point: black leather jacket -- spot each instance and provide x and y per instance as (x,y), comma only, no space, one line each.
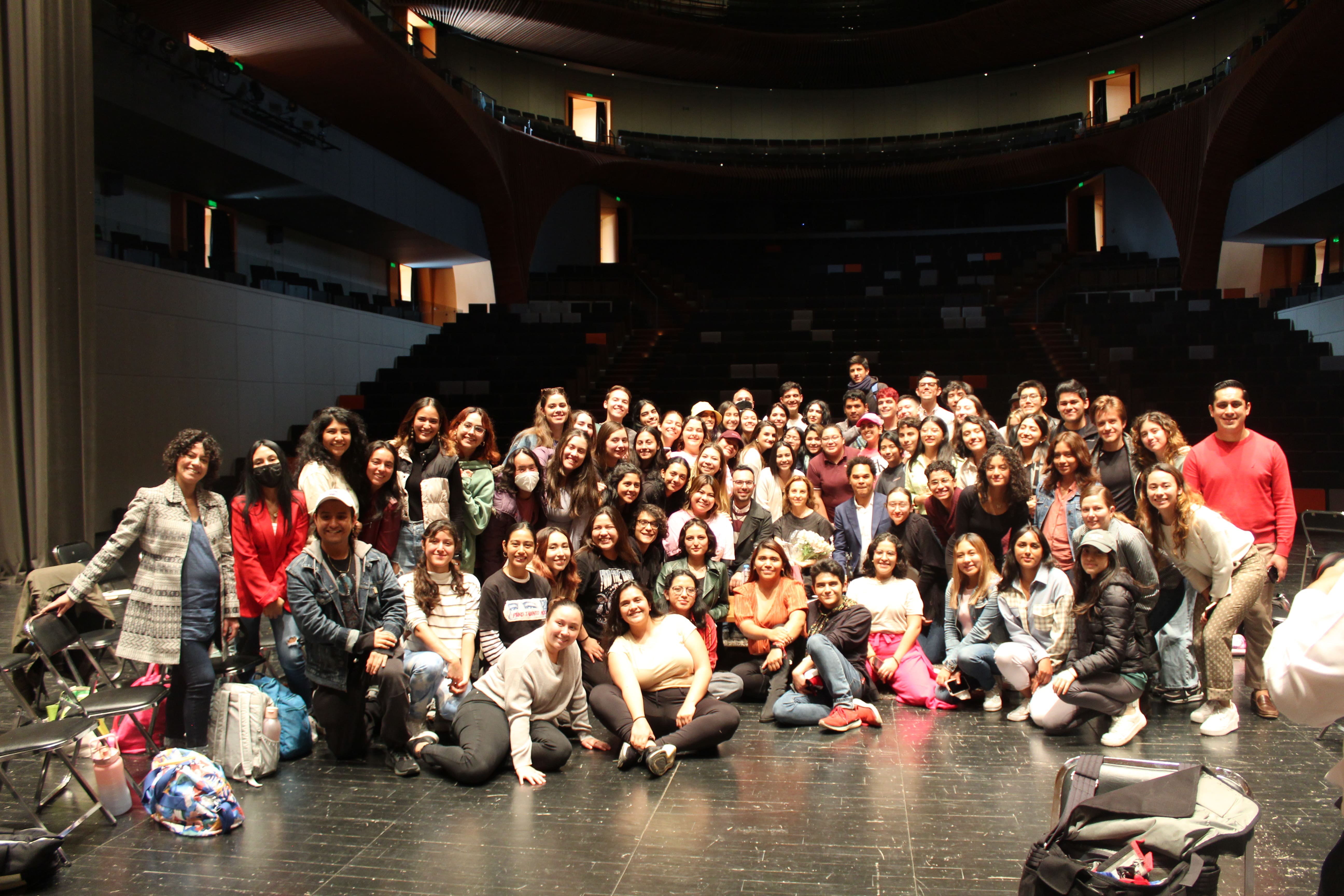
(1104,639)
========
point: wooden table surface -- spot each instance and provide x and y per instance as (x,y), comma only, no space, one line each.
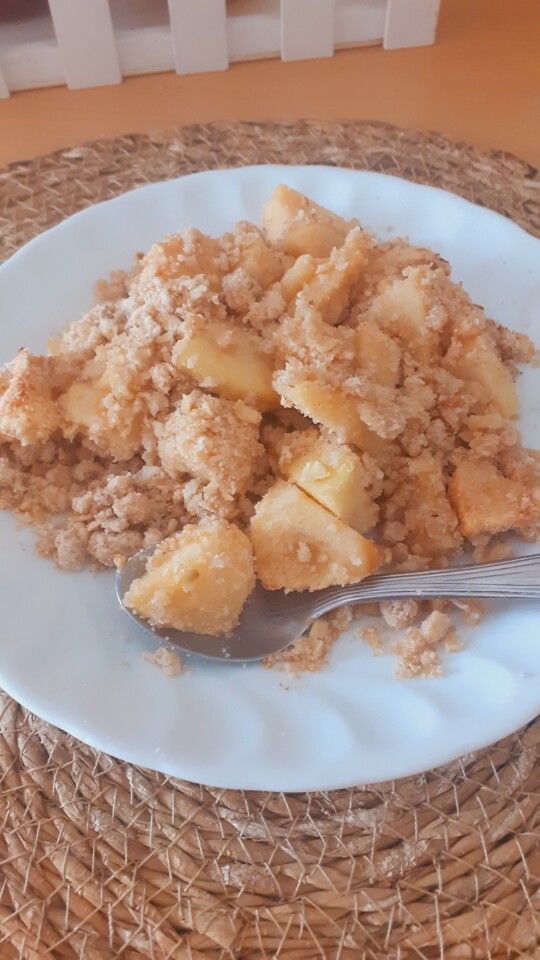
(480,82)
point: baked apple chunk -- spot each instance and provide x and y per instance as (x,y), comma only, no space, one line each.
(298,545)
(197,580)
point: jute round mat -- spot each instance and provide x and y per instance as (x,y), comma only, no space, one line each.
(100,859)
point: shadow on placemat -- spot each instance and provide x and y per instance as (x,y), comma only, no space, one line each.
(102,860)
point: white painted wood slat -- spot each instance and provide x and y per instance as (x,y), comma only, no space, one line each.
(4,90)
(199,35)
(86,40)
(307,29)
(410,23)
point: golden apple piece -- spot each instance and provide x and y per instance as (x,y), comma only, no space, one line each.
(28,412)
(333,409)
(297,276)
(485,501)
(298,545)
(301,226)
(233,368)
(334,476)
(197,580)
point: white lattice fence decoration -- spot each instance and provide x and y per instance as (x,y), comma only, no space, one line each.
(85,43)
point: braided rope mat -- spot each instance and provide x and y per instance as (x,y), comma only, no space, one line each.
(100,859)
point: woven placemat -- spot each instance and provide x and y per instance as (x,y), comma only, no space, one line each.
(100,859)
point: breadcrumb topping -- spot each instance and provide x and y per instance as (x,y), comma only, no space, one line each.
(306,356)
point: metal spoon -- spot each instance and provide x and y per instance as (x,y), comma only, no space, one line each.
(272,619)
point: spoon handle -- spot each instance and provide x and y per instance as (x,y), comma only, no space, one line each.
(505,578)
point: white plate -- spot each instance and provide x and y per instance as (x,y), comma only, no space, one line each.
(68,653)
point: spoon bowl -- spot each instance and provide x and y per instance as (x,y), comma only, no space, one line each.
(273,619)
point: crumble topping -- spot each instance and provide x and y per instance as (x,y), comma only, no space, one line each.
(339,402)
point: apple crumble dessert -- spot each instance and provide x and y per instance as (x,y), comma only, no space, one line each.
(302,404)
========
* **TASK TO CARRY OUT**:
Find each line in the items above that contains the word "topping" and copy those lines.

* **ANSWER BELOW**:
point: breadcrumb topping -- spot each instance and provide x and y per instance as (x,y), comma only, no space, one line each.
point: crumble topping -- spot each instance and provide x and y per instance as (x,y), comma only, no space, one line each.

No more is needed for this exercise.